*What needs to be done*.
List each line of the items below that contains the string "hand", treating uppercase and lowercase as different.

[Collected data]
· · ·

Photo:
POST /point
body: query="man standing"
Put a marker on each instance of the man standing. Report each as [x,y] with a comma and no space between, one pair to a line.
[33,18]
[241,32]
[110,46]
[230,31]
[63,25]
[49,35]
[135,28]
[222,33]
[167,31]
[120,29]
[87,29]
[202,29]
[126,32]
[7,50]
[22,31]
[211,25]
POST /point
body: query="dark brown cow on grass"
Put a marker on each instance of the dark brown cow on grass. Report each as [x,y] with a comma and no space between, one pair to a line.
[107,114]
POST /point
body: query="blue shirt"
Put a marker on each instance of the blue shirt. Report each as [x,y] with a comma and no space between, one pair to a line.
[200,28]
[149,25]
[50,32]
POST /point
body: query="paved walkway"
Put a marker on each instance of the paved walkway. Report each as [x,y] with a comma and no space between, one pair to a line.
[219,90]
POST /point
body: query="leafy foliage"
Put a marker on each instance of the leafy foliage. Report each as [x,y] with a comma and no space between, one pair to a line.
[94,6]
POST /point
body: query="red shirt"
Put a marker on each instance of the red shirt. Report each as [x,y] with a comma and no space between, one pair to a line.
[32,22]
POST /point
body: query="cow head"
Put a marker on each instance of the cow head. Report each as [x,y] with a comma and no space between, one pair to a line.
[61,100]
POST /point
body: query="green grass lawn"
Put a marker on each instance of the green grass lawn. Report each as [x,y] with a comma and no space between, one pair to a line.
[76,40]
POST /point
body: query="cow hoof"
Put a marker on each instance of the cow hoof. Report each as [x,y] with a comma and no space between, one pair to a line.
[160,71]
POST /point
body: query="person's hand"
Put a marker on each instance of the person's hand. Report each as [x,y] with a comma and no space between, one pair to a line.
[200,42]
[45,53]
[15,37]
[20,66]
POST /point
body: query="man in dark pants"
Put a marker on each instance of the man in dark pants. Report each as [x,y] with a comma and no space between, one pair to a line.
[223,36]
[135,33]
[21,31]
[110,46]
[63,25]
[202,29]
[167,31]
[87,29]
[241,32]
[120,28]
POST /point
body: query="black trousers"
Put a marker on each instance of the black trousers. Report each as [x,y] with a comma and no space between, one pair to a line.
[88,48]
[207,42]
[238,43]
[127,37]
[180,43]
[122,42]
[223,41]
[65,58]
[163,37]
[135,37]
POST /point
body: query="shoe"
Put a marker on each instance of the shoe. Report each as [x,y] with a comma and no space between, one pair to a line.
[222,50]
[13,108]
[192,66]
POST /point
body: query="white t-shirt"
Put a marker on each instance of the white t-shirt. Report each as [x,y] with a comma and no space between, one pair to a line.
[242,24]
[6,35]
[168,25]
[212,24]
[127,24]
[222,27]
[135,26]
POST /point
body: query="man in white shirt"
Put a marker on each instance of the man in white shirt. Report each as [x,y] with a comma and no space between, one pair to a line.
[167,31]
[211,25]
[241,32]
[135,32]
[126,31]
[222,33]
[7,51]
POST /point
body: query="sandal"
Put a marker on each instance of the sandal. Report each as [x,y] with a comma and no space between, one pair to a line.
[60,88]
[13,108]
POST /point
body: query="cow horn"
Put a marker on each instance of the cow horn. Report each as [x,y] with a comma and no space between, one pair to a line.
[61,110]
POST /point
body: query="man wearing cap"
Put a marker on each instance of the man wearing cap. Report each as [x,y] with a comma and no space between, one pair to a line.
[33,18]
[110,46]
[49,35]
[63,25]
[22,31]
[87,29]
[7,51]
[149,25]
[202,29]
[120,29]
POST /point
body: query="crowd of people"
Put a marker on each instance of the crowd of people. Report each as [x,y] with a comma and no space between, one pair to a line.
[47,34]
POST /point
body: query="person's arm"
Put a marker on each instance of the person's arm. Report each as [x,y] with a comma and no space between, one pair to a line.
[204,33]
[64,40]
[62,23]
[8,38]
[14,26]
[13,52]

· · ·

*Exercise solution*.
body: query="person's hand"
Put a marker on each instance of the person's hand. Report each as [x,y] with a comma and no space between, one pair to a line.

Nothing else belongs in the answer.